• Required task A:
Reproduce the records from their first line through the line holding "(1256, 731)", inclusive, including the requests, multiplying every coordinate in the answers by 1.75 and rounding to whole numbers, with halves rounded up. Omit the pictures from your reply.

• Document:
- - -
= Pan Kang =

Pan Kang (潘炕), courtesy name Ningmeng (凝夢), was an official of the Chinese Five Dynasties and Ten Kingdoms period state Former Shu, serving as a director of palace communications (Shumishi).

== Background and service under Wang Jian ==
It is not known when or where Pan Kang was born. It was said that his ancestors were originally from the Hexi region. Pan himself was said to be tolerant and mature, with his family members rarely seeing him happy or angry.

As of 910, Pan was serving as one of the directors of palace affairs (宣徽使, Xuanhuishi) under Former Shu's founding emperor Wang Jian. Early that year, after a conflict between Wang Jian's son and crown prince Wang Zongyi and the director of palace communications Tang Daoxi blew up into the open, with both of them accusing each other of crimes, Wang Jian tried to defuse the tension by sending Tang out of the capital Chengdu to serve as the military governor of Shannan Circuit (山南, headquartered in modern Hanzhong, Shaanxi). Wang Jian asked Tang for his recommendation for his replacement, and Tang initially endorsed Pan's colleague (as the other director of palace affairs) Zheng Xu (鄭頊). However, the day after Zheng was commissioned, he began to consider investigating embezzlement by Tang's brothers. Tang, in shock, informed Wang Jian that Zheng was intolerant and violent in disposition, unsuitable for the position. Wang Jian believed him, and so sent Zheng out of the capital to serve as a prefectural prefect, while making Pan the director of palace communications.

In 911, Wang Jian made Pan the military governor of Wutai Circuit (武泰, headquartered in modern Chongqing), while making Pan's younger brother Pan Qiao the new director of palace communications.
- - -
• Records from a data collection:
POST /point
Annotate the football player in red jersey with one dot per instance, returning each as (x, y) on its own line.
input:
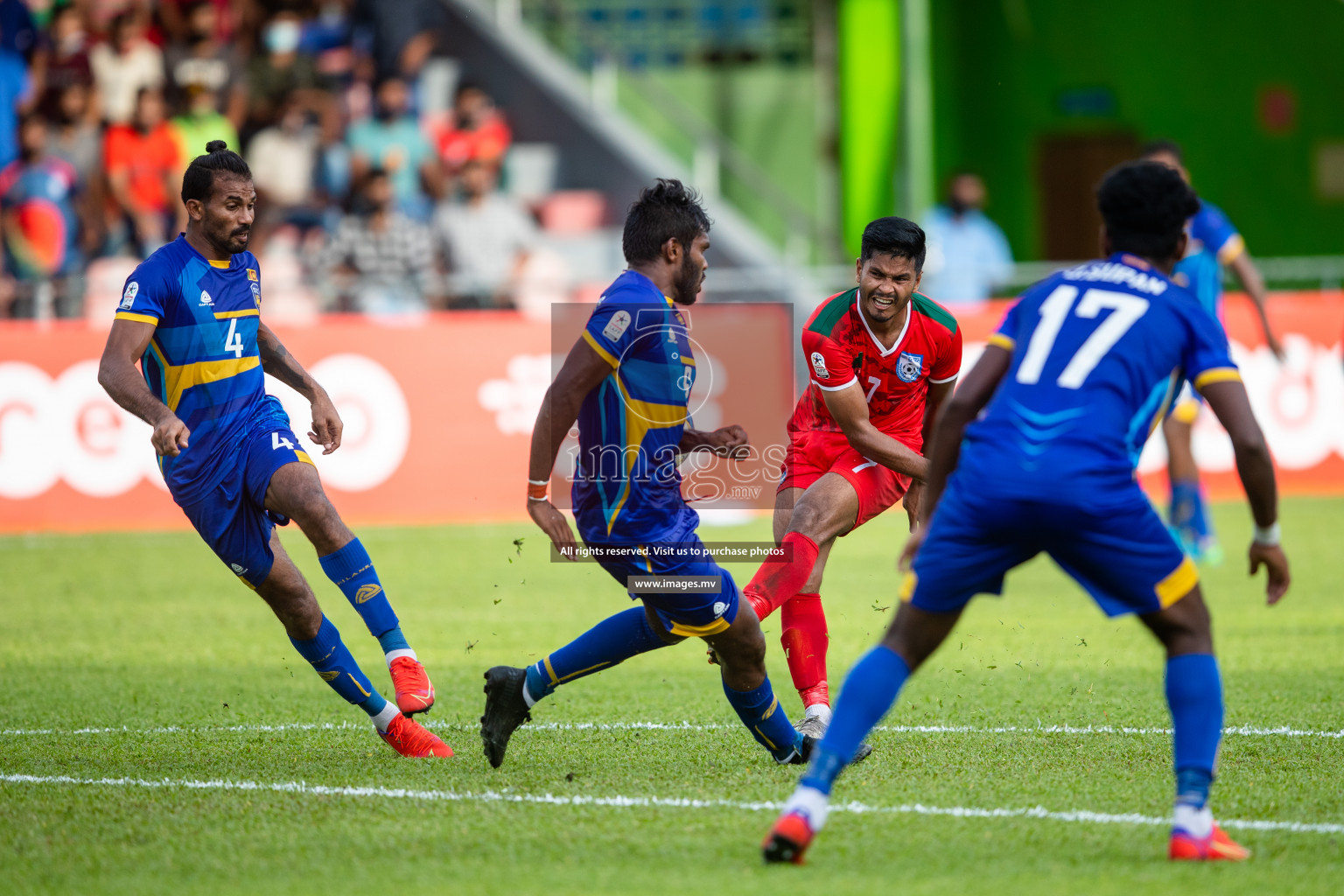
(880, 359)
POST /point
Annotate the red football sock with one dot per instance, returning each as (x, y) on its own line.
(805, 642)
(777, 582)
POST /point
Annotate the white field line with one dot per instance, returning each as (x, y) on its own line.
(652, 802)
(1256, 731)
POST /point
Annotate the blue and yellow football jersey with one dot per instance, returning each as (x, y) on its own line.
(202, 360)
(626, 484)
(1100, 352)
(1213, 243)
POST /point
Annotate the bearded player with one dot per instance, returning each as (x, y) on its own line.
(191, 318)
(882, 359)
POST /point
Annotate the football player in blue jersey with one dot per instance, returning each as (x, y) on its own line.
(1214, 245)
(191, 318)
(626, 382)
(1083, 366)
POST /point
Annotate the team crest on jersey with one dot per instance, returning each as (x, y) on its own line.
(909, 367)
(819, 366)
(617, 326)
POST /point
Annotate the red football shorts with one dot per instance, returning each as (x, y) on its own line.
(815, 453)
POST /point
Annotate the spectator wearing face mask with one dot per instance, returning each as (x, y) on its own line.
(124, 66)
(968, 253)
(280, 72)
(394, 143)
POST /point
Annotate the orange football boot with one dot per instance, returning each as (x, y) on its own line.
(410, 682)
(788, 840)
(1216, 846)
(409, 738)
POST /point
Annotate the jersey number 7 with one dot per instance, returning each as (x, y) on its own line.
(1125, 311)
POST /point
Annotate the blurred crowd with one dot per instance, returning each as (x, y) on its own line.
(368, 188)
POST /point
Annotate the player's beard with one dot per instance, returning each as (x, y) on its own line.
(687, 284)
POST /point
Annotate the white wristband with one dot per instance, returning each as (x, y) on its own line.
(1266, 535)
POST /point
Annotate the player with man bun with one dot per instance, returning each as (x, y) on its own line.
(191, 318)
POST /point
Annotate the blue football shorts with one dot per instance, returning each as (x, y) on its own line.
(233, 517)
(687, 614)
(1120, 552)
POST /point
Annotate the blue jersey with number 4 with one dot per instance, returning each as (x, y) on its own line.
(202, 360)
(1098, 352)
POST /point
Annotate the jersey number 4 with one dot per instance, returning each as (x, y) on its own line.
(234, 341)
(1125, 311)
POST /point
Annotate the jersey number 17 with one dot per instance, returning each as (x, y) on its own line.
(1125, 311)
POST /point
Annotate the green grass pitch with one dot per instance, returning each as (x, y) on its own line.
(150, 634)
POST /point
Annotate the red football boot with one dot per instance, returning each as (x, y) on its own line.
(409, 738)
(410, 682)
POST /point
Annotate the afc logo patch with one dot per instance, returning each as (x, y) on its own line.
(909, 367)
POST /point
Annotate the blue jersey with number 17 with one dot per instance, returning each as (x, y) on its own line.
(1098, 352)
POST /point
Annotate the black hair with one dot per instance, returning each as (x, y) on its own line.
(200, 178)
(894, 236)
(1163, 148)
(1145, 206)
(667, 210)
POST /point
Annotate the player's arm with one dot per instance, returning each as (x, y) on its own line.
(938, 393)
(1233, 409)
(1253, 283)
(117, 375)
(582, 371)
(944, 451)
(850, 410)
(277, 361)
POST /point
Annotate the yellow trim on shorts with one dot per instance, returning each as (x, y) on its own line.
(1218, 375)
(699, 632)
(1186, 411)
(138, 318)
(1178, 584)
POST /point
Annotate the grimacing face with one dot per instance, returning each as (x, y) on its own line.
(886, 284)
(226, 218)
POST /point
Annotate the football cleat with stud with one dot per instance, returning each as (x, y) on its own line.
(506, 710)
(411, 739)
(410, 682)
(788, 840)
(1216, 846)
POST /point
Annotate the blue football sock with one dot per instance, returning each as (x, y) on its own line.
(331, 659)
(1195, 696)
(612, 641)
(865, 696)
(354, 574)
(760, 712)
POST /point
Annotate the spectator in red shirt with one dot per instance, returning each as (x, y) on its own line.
- - -
• Required task B:
Extend the article on Pan Kang, beginning after its final sentence.

• Exercise output A:
POST /point
Annotate the football player in red jersey with one dot per instance, returning each as (x, y) on its own line.
input:
(1540, 628)
POST /point
Annotate the red football sock with one dot per instance, returning each as (x, y) on its own line.
(1409, 1124)
(1360, 1019)
POST /point
Annotate the white field line with one dot per instance, returning each as (x, y) on its own line.
(1141, 1404)
(2198, 1279)

• Exercise output B:
By 913, Wang Jian had recalled Tang to the capital, and the old rivalry between Tang and Wang Zongyi (whose name had been changed to Wang Yuanying by this point) flared up. This matter flared up on the eve of the Qixi Festival, when Wang Yuanying held a feast for the high-level officials. However, Wang Jian's adoptive son Wang Zonghan (王宗翰) the Prince of Ji, as well as Pan Qiao and the chief imperial scholar Mao Wenxi, did not attend. Wang Yuanying became angry, believing that Pan Qiao and Mao must have alienated Wang Zonghan from him. The next day, he accused to Wang Jian that Pan Qiao and Mao were alienating him and his brothers, and Wang Jian initially believed so, ordering Pan Qiao and Mao demoted while making Pan Kang the director of palace communications again. However, Tang later accused Wang Yuanying of plotting treason. Tang's accusations eventually led to a battle between imperial guards under him and the guards under Wang Yuanying's command. Tang was initially killed in battle, but after Wang Jian (at Pan Kang's urging) personally met the senior generals to encourage them, Wang Yuanying's army collapsed, and Wang Yuanying was killed by a soldier.

After Wang Yuanying's death, Pan Kang repeatedly requested Wang Jian to create a new crown prince. Wang Jian selected his youngest son Wang Zongyan the Prince of Zheng (after incorrectly concluding that Wang Zongyan had the most support by his officials). After he did so, Pan, citing the fact that there was nothing else that he considered urgent for him to remain in imperial service, sought to retire. Wang Jian, after initially declining to grant Pan retirement, eventually did so after Pan requested again tearfully. However, it was said that even in retirement, Wang Jian often sent messengers to consult him on important matters.

It was also said that Pan had a favorite beautiful concubine, named Jiechou (解愁), who was also talented in music. Wang Jian once visited Pan's mansion and stated to Pan, "Among my palace ladies, there is no one like she is," hoping that Pan would offer her to him. Pan responded, "This is but a dishonored person belonging to your subject. I do not dare to let her taint Your Imperial Majesty." When Pan Qiao urged that he offer Xianchou to the emperor, arguing that he might be bringing trouble for himself, Pan Kang stated, "In a man's life, he should treasure his happiness. How should one fear death and deny his heart?" It was said that for this stance, he was much admired.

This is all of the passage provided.